+++ Data shown +++

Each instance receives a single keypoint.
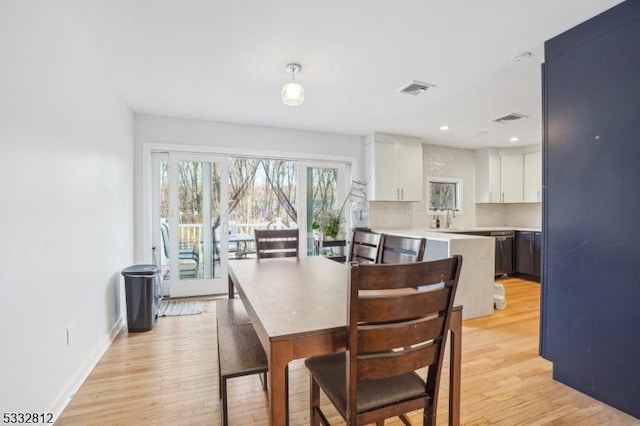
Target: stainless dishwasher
(504, 252)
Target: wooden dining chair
(277, 243)
(398, 322)
(365, 246)
(399, 249)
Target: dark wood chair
(399, 249)
(398, 323)
(240, 352)
(365, 246)
(277, 243)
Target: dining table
(298, 307)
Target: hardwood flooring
(168, 376)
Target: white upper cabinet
(394, 168)
(487, 176)
(533, 177)
(511, 178)
(508, 175)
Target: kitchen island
(475, 286)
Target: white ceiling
(225, 61)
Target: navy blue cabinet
(591, 277)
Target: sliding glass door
(326, 209)
(190, 222)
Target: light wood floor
(168, 376)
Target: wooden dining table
(298, 307)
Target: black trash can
(141, 283)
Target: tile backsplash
(389, 214)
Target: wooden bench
(240, 352)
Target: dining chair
(365, 246)
(277, 243)
(398, 322)
(399, 249)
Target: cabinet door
(511, 178)
(537, 254)
(409, 166)
(525, 263)
(382, 172)
(488, 179)
(532, 177)
(504, 255)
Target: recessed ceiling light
(522, 57)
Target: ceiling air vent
(509, 117)
(415, 88)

+++

Your goal - Please output the records exactly, leaving the pictures out.

Task output -
Each instance receives a single keypoint.
Target: stainless dishwasher
(504, 252)
Target: wooden dining chair
(277, 243)
(398, 322)
(365, 246)
(399, 249)
Target: dark wood chair
(399, 249)
(398, 323)
(240, 352)
(365, 246)
(277, 243)
Target: dining table
(298, 307)
Target: hardwood flooring
(168, 376)
Target: white upper cabinet
(394, 168)
(487, 176)
(533, 177)
(511, 178)
(508, 175)
Target: kitchen island
(475, 286)
Target: white ceiling
(225, 61)
Target: navy blue cabinet
(591, 277)
Target: sliding glass door
(326, 209)
(190, 222)
Target: light wood floor
(168, 376)
Target: wooden dining table
(298, 307)
Target: black trash can
(141, 283)
Target: tile backsplash
(389, 214)
Target: wooden bench
(240, 352)
Target: dining chair
(365, 246)
(277, 243)
(398, 322)
(399, 249)
Target: cabinet door
(511, 178)
(537, 254)
(409, 166)
(525, 263)
(382, 172)
(488, 179)
(532, 177)
(504, 255)
Target: recessed ceiling light
(522, 57)
Target: ceiling air vent
(509, 117)
(415, 88)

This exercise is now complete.